### GIVEN INSTRUCTION
Locate each line in the records that contains the string "honda", and copy those lines. Matching is case-sensitive.

### GIVEN RECORDS
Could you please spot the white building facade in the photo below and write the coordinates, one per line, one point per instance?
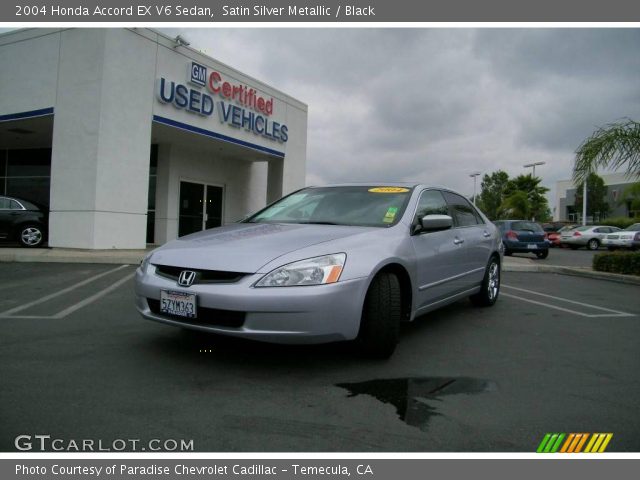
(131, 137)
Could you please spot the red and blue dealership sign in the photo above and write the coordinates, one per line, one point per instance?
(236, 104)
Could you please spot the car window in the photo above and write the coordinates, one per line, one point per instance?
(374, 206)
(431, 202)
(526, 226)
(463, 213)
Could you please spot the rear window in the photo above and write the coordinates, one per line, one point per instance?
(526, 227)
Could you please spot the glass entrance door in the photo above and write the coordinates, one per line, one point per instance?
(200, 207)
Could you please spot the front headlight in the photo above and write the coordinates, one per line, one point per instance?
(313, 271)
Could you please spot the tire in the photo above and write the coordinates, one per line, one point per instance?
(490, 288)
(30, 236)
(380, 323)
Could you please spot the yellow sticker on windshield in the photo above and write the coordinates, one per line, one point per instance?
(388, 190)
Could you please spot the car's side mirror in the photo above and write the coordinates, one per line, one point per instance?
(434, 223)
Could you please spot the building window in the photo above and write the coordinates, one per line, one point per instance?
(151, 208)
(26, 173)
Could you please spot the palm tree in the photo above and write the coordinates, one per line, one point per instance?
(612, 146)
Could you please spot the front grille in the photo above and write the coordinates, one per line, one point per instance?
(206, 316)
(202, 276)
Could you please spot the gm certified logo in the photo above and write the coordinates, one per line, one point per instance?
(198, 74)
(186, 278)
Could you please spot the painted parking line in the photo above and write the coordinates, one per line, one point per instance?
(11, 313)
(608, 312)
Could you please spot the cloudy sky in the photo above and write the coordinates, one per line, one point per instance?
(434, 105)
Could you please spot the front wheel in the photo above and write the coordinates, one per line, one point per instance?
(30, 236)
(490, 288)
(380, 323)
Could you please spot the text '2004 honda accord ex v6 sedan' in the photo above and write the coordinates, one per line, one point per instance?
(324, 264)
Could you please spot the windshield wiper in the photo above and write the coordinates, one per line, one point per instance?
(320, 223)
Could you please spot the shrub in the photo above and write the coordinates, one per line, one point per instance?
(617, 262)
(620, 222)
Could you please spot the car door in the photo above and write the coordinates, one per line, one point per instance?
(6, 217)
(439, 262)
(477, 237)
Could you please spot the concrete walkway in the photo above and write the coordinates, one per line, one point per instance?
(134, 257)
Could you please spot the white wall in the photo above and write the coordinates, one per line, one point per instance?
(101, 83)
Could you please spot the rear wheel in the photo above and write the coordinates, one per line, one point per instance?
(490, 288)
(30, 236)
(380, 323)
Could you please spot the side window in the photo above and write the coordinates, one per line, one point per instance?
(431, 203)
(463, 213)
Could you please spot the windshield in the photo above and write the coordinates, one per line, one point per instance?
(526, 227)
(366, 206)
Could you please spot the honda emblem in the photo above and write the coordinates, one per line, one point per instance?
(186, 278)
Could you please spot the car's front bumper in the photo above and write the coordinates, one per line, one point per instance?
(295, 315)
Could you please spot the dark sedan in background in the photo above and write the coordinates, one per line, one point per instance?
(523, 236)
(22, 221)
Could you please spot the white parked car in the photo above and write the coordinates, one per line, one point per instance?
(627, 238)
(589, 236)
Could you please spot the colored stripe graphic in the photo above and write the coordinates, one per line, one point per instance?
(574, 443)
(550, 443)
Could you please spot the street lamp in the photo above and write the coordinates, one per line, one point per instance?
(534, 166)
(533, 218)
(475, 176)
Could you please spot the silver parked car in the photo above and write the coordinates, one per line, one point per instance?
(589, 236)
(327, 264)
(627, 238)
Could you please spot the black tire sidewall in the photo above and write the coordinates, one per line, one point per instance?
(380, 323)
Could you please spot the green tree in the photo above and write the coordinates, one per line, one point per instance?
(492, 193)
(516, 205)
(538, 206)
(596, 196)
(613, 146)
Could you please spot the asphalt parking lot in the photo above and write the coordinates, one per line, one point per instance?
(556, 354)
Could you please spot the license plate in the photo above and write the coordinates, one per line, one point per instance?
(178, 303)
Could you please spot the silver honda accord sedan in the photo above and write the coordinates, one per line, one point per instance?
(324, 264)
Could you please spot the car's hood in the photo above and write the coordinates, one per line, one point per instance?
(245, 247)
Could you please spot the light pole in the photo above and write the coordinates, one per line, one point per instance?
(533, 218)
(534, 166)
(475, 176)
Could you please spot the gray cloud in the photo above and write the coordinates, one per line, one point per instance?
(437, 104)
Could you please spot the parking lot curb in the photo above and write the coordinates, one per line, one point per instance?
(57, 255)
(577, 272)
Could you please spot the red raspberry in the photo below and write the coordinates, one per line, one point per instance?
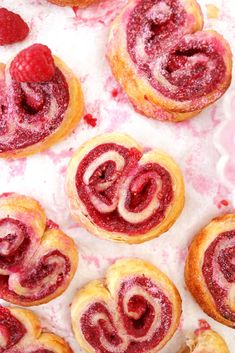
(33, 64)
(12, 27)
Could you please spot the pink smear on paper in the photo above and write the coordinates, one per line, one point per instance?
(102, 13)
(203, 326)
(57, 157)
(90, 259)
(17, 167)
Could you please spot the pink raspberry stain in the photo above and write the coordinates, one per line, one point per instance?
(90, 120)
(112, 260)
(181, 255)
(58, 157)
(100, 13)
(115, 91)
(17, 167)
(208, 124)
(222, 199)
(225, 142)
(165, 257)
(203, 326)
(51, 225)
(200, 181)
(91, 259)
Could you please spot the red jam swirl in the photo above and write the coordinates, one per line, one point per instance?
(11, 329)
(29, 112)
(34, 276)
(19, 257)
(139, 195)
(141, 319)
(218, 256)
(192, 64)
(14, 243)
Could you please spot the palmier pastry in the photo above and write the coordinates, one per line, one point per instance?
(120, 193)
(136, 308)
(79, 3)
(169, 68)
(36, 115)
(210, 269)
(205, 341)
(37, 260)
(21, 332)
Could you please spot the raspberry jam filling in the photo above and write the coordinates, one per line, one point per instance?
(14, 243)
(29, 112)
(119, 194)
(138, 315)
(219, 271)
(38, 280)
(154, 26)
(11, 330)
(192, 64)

...

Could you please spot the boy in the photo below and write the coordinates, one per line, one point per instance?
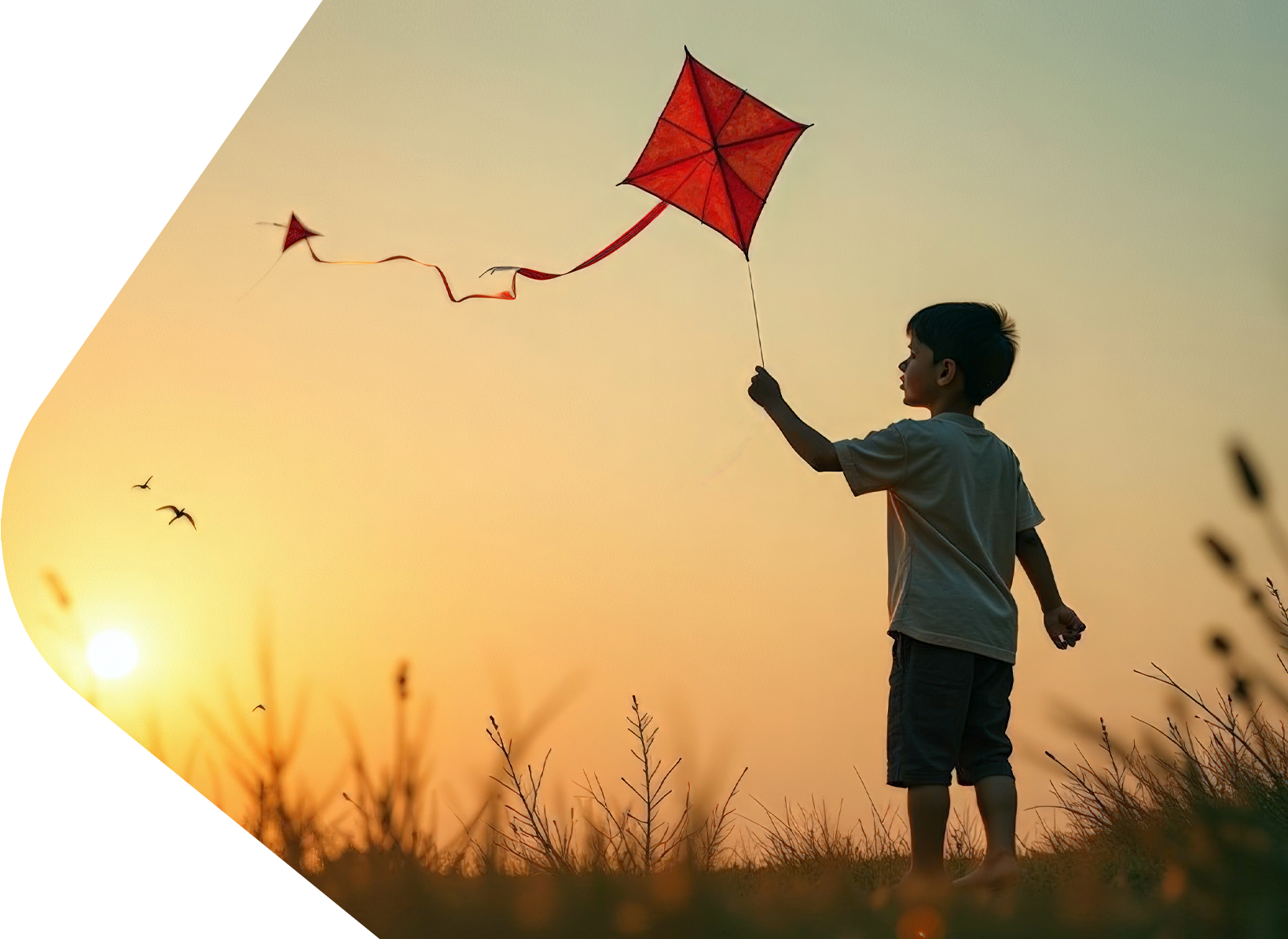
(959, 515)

### FULL ANSWER
Could you please spot the text '2004 honda accord ex v6 sedan' in the photo above and write the coordinates, one per line, one point per instance?
Could you please spot the honda emblem in the photo above and write the coordinates, one per line, one point per instance?
Could you please spot the silver honda accord sedan in the photo above and write the coordinates, one per line, one point per instance?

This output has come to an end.